_Texto proporcionado_:

::::::::

LA MÚSICA POPULAR EN LA REVOLUCION MEXICANA
La llegada del “Cometa Halley”, agorero, señalaba muchos cambios en todo el planeta, especialmente para un México que se movía en un ambiente de franca efervescencia política.
La publicación del libro “La sucesión presidencial”, escrito por don Francisco I. Madero, había levantado ámpula entre los mexicanos, todos deseosos de ver poner “pies en polvorosa” al héroe del 2 de abril, el general Porfirio Díaz. Todo este ambiente resultaba lógico, debido a que la dictadura paternalista resultaba hasta esos momentos, insostenible.
Y aun así, con todo ese gran movimiento antireeleccionista, la nación entera buscaba cualquier forma de hacerse más placentera la convivencia. Sonaba fuerte ya, en todos los ámbitos, el vals romántico por excelencia del compositor guanajuatense Juventino Rosas, el inmortal “Sobre las olas”, así como “En alta mar”, otro vals laureado en Europa, mientras su autor Abundio Martínez vivía en la miseria.

::::::::

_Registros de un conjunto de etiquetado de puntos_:
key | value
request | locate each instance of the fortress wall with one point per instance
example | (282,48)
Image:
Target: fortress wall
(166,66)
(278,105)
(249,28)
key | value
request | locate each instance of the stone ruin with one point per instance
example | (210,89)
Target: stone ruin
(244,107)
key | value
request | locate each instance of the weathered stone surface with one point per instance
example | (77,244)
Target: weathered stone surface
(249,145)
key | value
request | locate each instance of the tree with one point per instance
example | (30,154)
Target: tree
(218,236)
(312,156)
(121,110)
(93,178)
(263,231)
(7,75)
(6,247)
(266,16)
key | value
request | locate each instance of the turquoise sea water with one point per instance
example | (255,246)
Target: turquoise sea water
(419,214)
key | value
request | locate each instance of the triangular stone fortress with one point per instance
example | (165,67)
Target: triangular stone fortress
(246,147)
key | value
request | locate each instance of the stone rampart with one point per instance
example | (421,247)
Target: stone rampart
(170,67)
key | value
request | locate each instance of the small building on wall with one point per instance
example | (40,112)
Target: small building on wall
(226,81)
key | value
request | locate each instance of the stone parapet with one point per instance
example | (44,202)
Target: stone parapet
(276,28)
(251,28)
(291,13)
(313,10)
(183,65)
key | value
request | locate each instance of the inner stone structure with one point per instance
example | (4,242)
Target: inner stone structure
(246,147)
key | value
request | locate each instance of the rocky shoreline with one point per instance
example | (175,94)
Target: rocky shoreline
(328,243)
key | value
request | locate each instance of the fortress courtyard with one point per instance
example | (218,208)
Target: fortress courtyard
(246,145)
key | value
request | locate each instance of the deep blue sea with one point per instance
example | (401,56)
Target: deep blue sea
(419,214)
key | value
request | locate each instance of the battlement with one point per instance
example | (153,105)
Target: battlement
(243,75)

::::::::

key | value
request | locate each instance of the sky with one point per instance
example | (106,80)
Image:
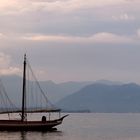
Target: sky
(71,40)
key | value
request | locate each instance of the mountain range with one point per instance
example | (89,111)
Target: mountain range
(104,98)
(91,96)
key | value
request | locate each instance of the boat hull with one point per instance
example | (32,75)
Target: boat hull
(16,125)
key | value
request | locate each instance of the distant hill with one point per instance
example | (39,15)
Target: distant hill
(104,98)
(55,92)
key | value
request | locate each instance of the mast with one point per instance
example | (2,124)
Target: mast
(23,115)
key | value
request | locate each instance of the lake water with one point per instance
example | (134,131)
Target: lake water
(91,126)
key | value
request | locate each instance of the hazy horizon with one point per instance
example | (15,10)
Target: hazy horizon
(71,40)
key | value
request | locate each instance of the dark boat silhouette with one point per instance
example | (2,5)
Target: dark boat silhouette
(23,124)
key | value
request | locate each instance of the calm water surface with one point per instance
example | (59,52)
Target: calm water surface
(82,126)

::::::::

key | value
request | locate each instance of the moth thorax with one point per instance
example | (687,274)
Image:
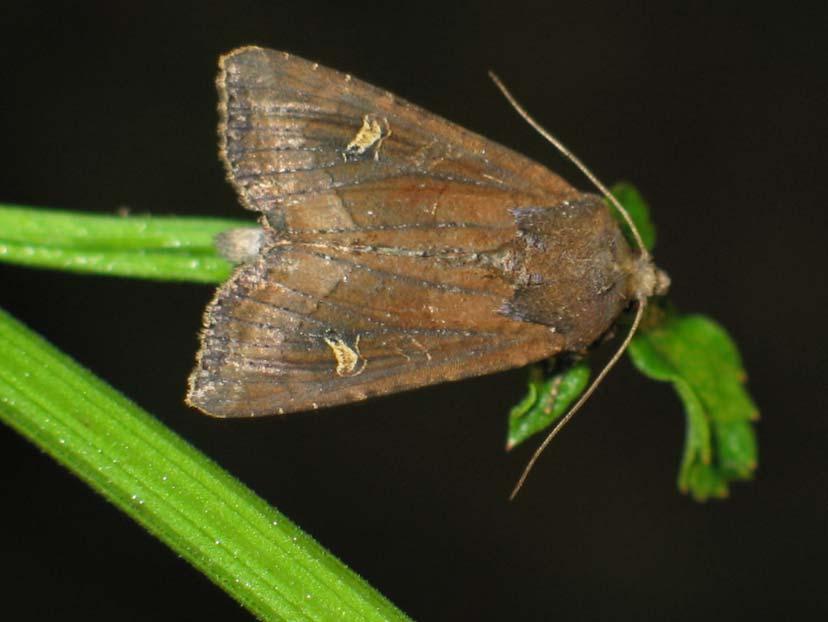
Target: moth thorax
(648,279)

::::::::

_Tareas_:
A. Reproduce del texto proporcionado el fragmento que va de “Y aun así, con” a “en la miseria.”, ambos incluidos.
B. Según el texto proporcionado, ¿quién escribió el libro “La sucesión presidencial”?
C. Traduce al inglés esta oración del texto proporcionado: “La llegada del “Cometa Halley”, agorero, señalaba muchos cambios en todo el planeta, especialmente para un México que se movía en un ambiente de franca efervescencia política.”
Los registros no hacen falta para nada de lo que se pide.

_Resultados_:
A.
Y aun así, con todo ese gran movimiento antireeleccionista, la nación entera buscaba cualquier forma de hacerse más placentera la convivencia. Sonaba fuerte ya, en todos los ámbitos, el vals romántico por excelencia del compositor guanajuatense Juventino Rosas, el inmortal “Sobre las olas”, así como “En alta mar”, otro vals laureado en Europa, mientras su autor Abundio Martínez vivía en la miseria.

B. Don Francisco I. Madero.

C. The arrival of the ominous “Halley's Comet” signaled many changes across the whole planet, especially for a Mexico that was moving in an atmosphere of open political ferment.